:: GIVEN TASK ::
Arrange as a numbered list the lines from the one containing "of the teal" through the one containing "92L78 92L78 93L169", leaving out any blank lines.

:: RECORDS SHOWN ::

>> START

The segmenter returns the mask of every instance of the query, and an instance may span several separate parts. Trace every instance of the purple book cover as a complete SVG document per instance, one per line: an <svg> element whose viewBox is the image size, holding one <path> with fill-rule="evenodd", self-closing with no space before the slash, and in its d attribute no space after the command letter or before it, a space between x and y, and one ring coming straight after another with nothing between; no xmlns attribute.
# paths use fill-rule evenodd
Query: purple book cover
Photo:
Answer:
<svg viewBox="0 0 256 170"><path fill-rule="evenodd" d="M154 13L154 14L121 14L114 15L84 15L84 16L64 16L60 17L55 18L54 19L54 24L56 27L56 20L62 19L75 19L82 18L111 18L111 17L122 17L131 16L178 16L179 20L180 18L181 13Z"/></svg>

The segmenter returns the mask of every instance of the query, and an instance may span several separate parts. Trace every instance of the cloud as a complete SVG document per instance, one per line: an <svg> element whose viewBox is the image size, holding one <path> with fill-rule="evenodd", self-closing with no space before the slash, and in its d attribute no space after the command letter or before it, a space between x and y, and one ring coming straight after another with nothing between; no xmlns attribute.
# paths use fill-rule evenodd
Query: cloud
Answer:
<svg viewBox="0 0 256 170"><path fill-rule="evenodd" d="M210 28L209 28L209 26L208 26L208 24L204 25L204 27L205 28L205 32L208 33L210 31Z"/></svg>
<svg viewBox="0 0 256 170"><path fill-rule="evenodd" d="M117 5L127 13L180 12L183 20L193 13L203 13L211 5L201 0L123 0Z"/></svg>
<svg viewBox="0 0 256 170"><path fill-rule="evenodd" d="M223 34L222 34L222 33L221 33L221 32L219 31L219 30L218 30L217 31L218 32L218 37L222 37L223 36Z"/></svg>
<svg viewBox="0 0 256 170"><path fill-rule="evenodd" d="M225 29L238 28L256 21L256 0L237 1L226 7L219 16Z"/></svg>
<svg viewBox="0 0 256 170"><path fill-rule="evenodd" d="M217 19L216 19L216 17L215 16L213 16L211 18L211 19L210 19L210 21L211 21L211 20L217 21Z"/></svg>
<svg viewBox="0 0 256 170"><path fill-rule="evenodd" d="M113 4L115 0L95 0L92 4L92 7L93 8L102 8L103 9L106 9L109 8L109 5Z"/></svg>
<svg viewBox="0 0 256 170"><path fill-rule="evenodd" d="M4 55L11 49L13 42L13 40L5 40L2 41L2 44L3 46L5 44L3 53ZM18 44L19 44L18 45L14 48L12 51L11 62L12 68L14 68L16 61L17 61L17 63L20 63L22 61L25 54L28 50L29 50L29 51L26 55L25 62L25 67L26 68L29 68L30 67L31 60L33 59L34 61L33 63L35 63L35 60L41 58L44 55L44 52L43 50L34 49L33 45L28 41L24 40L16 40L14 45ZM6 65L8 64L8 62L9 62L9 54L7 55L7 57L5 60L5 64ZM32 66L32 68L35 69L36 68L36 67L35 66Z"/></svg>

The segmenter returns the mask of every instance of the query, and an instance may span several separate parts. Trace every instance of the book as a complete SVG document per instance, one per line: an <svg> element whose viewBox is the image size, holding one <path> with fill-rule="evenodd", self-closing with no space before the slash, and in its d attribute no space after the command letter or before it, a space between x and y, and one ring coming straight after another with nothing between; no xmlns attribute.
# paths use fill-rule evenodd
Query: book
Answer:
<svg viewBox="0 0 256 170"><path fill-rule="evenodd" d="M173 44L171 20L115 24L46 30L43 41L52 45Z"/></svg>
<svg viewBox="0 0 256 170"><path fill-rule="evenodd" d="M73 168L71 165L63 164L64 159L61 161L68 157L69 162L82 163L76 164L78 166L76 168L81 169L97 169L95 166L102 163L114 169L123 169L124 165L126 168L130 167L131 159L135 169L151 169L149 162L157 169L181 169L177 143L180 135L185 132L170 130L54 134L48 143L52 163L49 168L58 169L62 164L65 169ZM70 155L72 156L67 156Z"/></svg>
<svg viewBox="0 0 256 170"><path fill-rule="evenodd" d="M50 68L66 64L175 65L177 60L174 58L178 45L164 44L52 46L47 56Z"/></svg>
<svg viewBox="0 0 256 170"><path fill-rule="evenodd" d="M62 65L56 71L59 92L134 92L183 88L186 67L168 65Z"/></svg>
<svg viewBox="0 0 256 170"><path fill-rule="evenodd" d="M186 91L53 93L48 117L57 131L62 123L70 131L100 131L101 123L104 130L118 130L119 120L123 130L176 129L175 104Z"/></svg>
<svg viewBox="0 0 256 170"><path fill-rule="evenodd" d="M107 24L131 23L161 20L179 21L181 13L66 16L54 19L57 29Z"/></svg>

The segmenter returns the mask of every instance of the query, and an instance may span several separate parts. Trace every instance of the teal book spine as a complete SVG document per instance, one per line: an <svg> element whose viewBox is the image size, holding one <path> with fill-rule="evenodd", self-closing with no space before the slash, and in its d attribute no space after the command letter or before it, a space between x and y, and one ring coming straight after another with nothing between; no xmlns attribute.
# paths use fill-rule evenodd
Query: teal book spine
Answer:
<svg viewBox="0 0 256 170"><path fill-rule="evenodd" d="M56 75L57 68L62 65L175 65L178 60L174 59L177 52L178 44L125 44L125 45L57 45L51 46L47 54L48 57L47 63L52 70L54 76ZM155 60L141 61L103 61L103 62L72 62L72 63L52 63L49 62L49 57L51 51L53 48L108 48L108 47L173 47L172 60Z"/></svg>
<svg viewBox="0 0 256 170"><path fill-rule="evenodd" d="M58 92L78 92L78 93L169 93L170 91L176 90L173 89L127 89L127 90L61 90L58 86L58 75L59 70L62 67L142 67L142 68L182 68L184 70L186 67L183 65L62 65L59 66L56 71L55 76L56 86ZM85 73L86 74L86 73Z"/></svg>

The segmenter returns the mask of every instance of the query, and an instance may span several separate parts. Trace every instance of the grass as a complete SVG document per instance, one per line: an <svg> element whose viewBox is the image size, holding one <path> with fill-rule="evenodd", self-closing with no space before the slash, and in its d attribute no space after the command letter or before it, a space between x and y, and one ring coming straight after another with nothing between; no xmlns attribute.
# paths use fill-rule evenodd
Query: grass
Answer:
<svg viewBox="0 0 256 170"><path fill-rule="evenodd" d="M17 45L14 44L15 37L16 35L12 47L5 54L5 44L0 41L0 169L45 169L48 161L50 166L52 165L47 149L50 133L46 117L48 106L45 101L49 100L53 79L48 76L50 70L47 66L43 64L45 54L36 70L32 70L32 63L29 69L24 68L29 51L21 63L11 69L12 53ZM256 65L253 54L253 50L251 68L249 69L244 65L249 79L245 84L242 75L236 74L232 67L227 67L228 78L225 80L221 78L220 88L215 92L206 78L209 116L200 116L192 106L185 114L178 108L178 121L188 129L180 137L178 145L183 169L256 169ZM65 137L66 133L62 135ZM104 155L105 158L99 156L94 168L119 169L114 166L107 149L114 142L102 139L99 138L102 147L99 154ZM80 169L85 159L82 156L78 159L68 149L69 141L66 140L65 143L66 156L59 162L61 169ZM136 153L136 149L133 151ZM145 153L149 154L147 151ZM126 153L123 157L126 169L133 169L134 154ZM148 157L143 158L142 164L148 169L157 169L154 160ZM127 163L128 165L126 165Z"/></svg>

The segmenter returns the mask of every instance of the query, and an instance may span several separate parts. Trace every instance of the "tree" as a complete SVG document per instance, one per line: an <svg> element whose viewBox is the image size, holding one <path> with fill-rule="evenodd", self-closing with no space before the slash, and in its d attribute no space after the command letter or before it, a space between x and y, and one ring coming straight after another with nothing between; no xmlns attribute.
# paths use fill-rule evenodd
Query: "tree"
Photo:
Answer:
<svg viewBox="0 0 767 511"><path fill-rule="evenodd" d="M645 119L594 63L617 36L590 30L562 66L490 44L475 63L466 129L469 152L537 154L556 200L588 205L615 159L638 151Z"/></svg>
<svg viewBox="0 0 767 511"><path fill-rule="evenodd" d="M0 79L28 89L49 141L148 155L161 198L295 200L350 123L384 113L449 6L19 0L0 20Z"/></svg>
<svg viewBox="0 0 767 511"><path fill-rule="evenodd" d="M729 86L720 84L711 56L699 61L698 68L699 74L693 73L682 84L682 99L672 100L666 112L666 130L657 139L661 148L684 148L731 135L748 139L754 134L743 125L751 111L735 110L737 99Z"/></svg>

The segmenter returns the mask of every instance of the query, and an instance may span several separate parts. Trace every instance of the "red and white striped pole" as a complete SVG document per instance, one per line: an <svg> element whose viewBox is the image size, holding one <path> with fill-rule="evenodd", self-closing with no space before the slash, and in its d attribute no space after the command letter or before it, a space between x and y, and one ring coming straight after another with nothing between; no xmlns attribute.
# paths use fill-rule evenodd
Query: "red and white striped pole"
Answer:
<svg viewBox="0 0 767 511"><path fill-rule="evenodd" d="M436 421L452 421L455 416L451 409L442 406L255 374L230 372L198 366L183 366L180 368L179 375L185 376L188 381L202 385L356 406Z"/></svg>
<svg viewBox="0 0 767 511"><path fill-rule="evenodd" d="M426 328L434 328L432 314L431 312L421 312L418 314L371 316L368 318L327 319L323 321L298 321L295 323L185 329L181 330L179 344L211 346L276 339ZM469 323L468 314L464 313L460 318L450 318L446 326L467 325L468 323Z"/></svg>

>> END

:: OUTPUT ::
1. The segmenter returns the mask of every instance of the query, and an instance may span several separate parts. Trace every instance of the teal book spine as a complete SVG document per instance, one per line: an <svg> element whose viewBox is the image size, holding one <path> with fill-rule="evenodd", self-closing with no space before the slash, and in its d attribute no space after the command letter or before it, a space between x and y, and one ring coming straight after another with nothing between; no xmlns attribute.
2. # paths use fill-rule evenodd
3. Query: teal book spine
4. Answer:
5. <svg viewBox="0 0 256 170"><path fill-rule="evenodd" d="M56 75L57 68L62 65L175 65L178 60L174 59L177 52L178 44L125 44L125 45L57 45L51 46L47 54L48 57L47 63L52 70L54 76ZM155 60L141 61L103 61L103 62L72 62L72 63L52 63L49 62L49 57L51 51L53 48L108 48L108 47L173 47L172 60Z"/></svg>
6. <svg viewBox="0 0 256 170"><path fill-rule="evenodd" d="M58 92L78 92L78 93L169 93L170 91L176 90L173 89L127 89L127 90L61 90L58 86L58 75L59 70L62 67L142 67L142 68L182 68L184 70L186 67L183 65L62 65L59 66L56 71L55 76L56 86ZM85 73L86 74L86 73Z"/></svg>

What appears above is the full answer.